╭─ DATA IN THIS EXERCISE

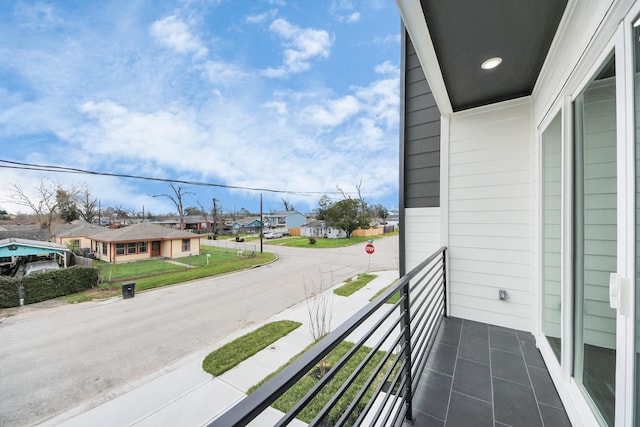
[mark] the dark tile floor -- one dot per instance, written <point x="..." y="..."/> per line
<point x="483" y="375"/>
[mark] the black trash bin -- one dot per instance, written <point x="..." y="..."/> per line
<point x="128" y="290"/>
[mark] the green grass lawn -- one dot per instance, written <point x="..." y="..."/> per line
<point x="354" y="285"/>
<point x="240" y="349"/>
<point x="298" y="390"/>
<point x="395" y="297"/>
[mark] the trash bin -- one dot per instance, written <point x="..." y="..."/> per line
<point x="128" y="290"/>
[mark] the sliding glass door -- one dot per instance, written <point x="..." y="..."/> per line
<point x="552" y="234"/>
<point x="595" y="240"/>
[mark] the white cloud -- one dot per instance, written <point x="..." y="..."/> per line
<point x="344" y="11"/>
<point x="301" y="46"/>
<point x="262" y="17"/>
<point x="354" y="17"/>
<point x="388" y="39"/>
<point x="387" y="68"/>
<point x="333" y="113"/>
<point x="222" y="73"/>
<point x="38" y="15"/>
<point x="174" y="33"/>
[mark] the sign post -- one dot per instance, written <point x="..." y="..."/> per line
<point x="369" y="249"/>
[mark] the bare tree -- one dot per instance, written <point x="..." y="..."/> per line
<point x="176" y="198"/>
<point x="87" y="204"/>
<point x="202" y="209"/>
<point x="319" y="301"/>
<point x="288" y="206"/>
<point x="43" y="205"/>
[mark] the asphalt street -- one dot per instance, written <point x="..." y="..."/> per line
<point x="54" y="358"/>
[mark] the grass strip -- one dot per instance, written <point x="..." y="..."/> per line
<point x="240" y="349"/>
<point x="354" y="285"/>
<point x="300" y="389"/>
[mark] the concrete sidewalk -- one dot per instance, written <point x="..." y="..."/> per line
<point x="183" y="394"/>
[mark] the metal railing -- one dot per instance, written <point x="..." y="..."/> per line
<point x="374" y="359"/>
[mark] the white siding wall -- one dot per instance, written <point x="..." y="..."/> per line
<point x="490" y="214"/>
<point x="422" y="231"/>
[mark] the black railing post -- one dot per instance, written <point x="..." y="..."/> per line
<point x="407" y="351"/>
<point x="444" y="280"/>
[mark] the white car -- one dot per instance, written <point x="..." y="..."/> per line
<point x="40" y="266"/>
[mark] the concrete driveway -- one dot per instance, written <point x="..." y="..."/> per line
<point x="53" y="358"/>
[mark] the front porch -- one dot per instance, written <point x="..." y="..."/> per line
<point x="484" y="375"/>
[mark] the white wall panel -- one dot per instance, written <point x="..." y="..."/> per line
<point x="490" y="214"/>
<point x="422" y="234"/>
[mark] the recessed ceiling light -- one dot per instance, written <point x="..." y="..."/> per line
<point x="491" y="63"/>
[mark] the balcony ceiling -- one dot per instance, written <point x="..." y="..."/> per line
<point x="465" y="33"/>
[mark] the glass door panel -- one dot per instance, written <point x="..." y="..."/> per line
<point x="551" y="233"/>
<point x="636" y="84"/>
<point x="595" y="240"/>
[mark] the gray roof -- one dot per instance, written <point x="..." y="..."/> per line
<point x="77" y="228"/>
<point x="24" y="247"/>
<point x="282" y="214"/>
<point x="141" y="232"/>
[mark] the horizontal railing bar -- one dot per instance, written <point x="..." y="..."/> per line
<point x="254" y="404"/>
<point x="336" y="368"/>
<point x="364" y="388"/>
<point x="309" y="396"/>
<point x="379" y="388"/>
<point x="356" y="372"/>
<point x="428" y="299"/>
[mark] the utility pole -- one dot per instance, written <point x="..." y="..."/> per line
<point x="215" y="215"/>
<point x="261" y="223"/>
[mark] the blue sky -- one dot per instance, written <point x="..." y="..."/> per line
<point x="298" y="96"/>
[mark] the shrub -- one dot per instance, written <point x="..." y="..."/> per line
<point x="8" y="291"/>
<point x="52" y="284"/>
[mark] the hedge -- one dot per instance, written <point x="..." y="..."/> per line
<point x="9" y="291"/>
<point x="47" y="285"/>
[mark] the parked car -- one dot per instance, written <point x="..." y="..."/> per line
<point x="39" y="267"/>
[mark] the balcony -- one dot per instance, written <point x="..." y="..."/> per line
<point x="407" y="363"/>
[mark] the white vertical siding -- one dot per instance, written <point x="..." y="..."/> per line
<point x="422" y="231"/>
<point x="490" y="214"/>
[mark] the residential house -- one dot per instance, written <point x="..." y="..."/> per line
<point x="246" y="225"/>
<point x="527" y="172"/>
<point x="144" y="241"/>
<point x="76" y="234"/>
<point x="286" y="219"/>
<point x="319" y="228"/>
<point x="12" y="249"/>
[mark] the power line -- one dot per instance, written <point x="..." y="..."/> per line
<point x="10" y="164"/>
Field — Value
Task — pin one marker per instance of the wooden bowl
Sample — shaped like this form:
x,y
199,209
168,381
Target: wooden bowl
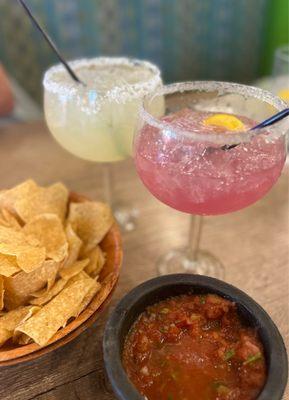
x,y
112,246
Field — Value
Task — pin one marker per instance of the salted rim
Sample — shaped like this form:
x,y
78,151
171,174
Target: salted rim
x,y
221,88
71,88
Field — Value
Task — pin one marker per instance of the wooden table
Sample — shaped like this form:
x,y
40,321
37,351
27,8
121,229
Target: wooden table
x,y
253,245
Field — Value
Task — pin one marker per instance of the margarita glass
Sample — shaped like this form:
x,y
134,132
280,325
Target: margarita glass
x,y
188,165
96,121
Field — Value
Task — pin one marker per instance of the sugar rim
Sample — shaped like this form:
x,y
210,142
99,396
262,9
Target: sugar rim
x,y
122,93
222,88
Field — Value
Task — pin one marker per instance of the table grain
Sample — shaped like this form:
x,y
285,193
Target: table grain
x,y
252,244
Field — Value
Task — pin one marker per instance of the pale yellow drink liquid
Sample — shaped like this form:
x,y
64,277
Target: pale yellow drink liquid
x,y
97,121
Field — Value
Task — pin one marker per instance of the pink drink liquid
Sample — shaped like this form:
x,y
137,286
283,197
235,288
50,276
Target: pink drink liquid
x,y
180,173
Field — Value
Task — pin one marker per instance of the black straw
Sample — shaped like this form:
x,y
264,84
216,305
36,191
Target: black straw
x,y
50,42
270,121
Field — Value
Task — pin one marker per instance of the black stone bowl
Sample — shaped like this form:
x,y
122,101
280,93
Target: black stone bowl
x,y
152,291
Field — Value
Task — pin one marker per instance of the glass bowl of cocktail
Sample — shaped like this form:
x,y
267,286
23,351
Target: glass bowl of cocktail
x,y
188,158
96,121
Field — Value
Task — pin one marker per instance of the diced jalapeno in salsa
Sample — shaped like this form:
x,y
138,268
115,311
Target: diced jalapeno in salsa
x,y
194,347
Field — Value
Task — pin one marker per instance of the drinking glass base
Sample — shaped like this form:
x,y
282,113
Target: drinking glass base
x,y
182,261
126,216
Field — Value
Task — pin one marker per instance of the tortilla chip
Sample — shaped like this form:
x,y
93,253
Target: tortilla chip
x,y
48,230
9,197
10,235
10,219
74,246
28,258
22,339
91,221
55,314
1,292
96,261
44,296
50,200
20,287
8,265
69,272
88,297
10,320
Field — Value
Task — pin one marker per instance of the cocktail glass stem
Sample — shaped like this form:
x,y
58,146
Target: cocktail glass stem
x,y
125,214
191,259
195,232
107,183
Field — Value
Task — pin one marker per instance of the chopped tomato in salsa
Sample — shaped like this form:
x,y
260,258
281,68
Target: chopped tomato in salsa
x,y
194,347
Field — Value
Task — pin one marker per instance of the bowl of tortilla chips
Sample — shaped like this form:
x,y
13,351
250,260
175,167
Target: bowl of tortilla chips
x,y
60,258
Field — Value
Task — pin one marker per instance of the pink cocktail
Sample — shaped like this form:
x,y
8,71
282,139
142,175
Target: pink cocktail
x,y
199,177
202,157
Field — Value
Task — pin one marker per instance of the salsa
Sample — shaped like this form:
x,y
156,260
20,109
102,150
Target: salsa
x,y
194,347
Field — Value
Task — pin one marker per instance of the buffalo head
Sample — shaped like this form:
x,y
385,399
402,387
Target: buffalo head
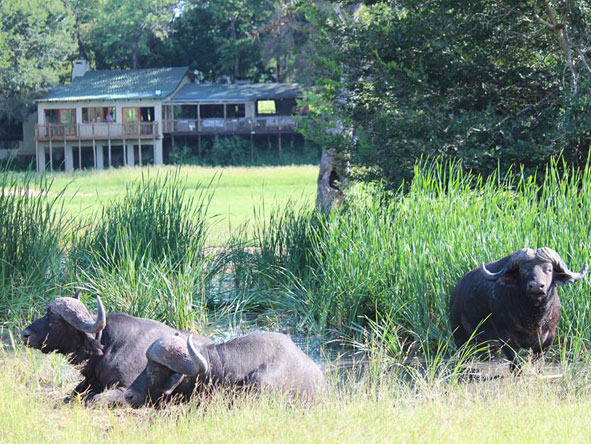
x,y
67,327
535,272
166,371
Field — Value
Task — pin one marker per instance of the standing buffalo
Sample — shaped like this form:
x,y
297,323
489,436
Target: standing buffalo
x,y
511,303
177,367
111,348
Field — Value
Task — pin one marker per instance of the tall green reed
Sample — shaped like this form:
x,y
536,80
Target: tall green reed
x,y
144,254
32,230
401,255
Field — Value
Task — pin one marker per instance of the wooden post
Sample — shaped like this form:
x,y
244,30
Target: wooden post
x,y
224,117
65,149
279,147
50,155
109,143
139,142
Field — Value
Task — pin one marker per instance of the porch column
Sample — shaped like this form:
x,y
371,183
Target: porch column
x,y
158,159
100,161
41,161
130,154
68,158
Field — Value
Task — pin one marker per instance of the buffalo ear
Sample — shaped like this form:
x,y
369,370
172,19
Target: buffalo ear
x,y
172,383
561,278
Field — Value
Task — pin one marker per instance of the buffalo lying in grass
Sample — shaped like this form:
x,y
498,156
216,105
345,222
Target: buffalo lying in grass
x,y
111,349
176,367
511,303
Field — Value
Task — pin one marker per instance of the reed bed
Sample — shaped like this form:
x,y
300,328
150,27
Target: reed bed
x,y
394,258
379,269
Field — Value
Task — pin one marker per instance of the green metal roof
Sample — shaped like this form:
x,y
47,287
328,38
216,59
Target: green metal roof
x,y
216,92
154,83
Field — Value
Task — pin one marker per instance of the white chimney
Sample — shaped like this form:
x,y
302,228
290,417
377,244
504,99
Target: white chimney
x,y
80,68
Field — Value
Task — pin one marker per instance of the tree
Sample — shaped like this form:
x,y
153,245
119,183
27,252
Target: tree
x,y
215,38
484,81
123,30
36,46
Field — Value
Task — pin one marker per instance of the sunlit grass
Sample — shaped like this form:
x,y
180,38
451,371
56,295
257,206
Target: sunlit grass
x,y
237,190
525,409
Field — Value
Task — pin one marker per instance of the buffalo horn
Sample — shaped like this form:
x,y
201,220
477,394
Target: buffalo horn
x,y
171,352
493,276
75,313
560,265
200,362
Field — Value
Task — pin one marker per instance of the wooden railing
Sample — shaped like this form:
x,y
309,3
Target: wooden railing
x,y
271,124
89,131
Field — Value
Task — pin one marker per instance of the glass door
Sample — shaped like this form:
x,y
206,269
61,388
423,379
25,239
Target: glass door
x,y
131,119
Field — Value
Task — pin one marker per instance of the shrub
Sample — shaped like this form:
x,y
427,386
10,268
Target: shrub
x,y
226,151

╰─

**WHAT THE TASK REQUIRES**: The line above containing "Target: glass bowl of cocktail", the line containing "Task — pin one marker per instance of the drinking", and every line between them are to be transcribed exactly; no other line is wanted.

**SOLUTION BELOW**:
Target: glass bowl of cocktail
x,y
188,158
96,121
Field — Value
Task — pin one marker per instance of the diced jalapeno in salsa
Sample — shaped like this form:
x,y
138,268
115,311
Target: diced jalapeno in salsa
x,y
194,347
Field — Value
Task — pin one marker per instance of the drinking glass base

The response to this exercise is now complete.